▸ Work to complete:
(A) Rewrite the section of the photo contest thread that begins at "Just a lil story" and ends after "and loves treats!", renaming "arena" to "paddock" throughout.
(B) Please write what comes next in the photo contest thread, starting right after its final post.

▸ Reading passage:
★ ★ ★ ★

# July Photo of the Month 2021



## ACinATX (Sep 12, 2018)

I forget if I've used this for another contest already but here it is anyways. Pony likes to make me laugh. Because when he makes me laugh I tend to give him cookies.


----------



## Friesians45 (May 18, 2021)

Ok, Can I post a horse that I had but then sold? Actually it's fine i'll just post that I have.


----------



## Mansery (Jun 7, 2021)

Just a lil story behind it: My two boys went out in the arena for the first time together last Sunday. (Dexter, left, got there only a couple days before) It's like they've known each other forever.


----------



## Friesians45 (May 18, 2021)

Here's mine:
He's so spunky, He loves to run around, and loves treats!


----------



## kewpalace (Jul 17, 2013)

Taken at an draft horse auction ...


----------



## that.queer.equestrian (Jul 9, 2021)

My lovely ottb with her new halter


----------



## Friesians45 (May 18, 2021)

that.queer.equestrian said:


> View attachment 1115438
> 
> My lovely ottb with her new halter


Wow, my favorite breed of horse is a Thoroughbred! She is so pretty! Your so lucky to have her, The new halter is stunning, love the color!


----------



## Friesians45 (May 18, 2021)

kewpalace said:


> Taken at an draft horse auction ...


Beautiful!


----------



## rambo99 (Nov 29, 2016)

Here my boy in the yard today. Came up to deck for a treat.


----------



## Friesians45 (May 18, 2021)

rambo99 said:


> Here my boy in the yard today. Came up to deck for a treat.
> View attachment 1115449


----------



## Cordillera Cowboy (Jun 6, 2014)

About the only way the goodewyfe and I can get a photo of both of us a horseback.


----------



## QtrBel (May 31, 2012)

@Friesians45
This is not a thread for commenting on photos. Please register your vote at the top of the thread.


----------



## Friesians45 (May 18, 2021)

QtrBel said:


> @Friesians45
> This is not a thread for commenting on photos. Please register your vote at the top of the thread.

★ ★ ★ ★

Records
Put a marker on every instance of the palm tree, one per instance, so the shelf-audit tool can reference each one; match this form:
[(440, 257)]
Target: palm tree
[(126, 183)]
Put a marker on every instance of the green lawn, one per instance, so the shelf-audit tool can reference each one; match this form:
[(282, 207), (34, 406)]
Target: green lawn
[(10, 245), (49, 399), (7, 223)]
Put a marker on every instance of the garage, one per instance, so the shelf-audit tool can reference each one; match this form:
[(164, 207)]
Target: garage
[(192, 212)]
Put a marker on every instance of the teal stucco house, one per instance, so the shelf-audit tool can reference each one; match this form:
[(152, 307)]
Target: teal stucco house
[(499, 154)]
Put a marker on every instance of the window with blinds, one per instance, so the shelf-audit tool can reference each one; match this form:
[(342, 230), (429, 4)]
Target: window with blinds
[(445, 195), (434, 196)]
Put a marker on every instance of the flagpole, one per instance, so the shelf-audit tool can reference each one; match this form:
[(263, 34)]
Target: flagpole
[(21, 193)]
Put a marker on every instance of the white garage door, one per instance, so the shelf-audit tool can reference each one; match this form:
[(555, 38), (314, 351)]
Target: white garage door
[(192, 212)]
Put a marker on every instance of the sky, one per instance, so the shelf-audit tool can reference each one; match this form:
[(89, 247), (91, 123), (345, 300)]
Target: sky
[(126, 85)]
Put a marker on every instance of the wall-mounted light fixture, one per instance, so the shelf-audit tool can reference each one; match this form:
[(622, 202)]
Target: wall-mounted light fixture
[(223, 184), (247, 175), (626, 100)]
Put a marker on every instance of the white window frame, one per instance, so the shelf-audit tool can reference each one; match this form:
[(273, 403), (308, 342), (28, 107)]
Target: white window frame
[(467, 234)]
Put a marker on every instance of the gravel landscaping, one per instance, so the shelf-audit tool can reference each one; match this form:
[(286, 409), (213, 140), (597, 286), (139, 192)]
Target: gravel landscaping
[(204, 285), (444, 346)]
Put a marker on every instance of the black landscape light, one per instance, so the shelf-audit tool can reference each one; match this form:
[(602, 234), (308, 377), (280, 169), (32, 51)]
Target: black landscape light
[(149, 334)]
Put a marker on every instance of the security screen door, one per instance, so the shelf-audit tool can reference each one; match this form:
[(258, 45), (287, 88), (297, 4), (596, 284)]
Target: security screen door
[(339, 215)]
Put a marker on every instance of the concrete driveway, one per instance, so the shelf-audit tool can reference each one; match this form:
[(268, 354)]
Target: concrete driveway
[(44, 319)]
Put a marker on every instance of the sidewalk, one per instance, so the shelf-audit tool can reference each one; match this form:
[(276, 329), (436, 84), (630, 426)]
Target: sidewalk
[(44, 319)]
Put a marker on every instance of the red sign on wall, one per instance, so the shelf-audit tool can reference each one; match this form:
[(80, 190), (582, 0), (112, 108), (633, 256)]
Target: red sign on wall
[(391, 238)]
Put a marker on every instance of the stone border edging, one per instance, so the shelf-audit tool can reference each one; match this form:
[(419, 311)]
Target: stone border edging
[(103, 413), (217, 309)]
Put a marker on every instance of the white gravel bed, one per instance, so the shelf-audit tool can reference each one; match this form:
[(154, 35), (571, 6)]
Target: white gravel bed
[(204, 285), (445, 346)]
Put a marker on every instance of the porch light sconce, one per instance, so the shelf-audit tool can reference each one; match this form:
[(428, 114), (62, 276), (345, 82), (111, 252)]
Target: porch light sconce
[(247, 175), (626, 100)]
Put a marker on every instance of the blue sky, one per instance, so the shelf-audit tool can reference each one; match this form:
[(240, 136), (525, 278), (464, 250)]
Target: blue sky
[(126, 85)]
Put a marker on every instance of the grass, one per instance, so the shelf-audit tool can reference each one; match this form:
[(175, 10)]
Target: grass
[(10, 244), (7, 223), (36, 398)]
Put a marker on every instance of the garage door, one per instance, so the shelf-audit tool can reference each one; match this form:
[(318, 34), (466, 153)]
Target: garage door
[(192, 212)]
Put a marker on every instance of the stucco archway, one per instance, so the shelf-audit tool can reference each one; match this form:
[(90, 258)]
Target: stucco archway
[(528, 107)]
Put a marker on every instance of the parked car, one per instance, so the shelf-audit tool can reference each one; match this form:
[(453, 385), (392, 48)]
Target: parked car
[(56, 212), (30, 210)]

★ ★ ★ ★

▸ The responses:
(A)
Just a lil story behind it: My two boys went out in the paddock for the first time together last Sunday. (Dexter, left, got there only a couple days before) It's like they've known each other forever.


----------



## Friesians45 (May 18, 2021)

Here's mine:
He's so spunky, He loves to run around, and loves treats!

(B)
Sorry.. Can you please delete my post then I don't know how.?


----------



## knightrider (Jun 27, 2014)

Horse Forum friends camping together.


----------



## Zimalia22 (Jun 15, 2021)

My mares heading back out over the hill for the night. This was just a part of them, some had already headed out.


----------



## Animalia (Nov 10, 2019)

"Mist", a Chincoteague pony that lives near me.


----------



## TaMMa89 (Apr 12, 2008)

@Friesians45 :



Friesians45 said:


> Ok, Can I post a horse that I had but then sold? Actually it's fine i'll just post that I have.


Yes you can, if you owned the horse at the time the photo was taken.

And now guys...

The poll has been set up and no new entries will be accepted. You have 15 days for voting from now! Please vote!


----------



## Friesians45 (May 18, 2021)

TaMMa89 said:


> @Friesians45 :
> 
> 
> 
> ...


Ok, so whoever get's the most votes win's, Correct?


----------



## TaMMa89 (Apr 12, 2008)

@Friesians45 : you're right.

OK ladies and fellas, I've removed some sidetrack discussion from that thread. Contest threads are reserved for entries only. If you are interested in sidetrack discussion, here's a thread for it: Official Photo of the Month 2021s Sidetrack Discussion...

Please check the rules (in the opening post) before contributing. Thanks!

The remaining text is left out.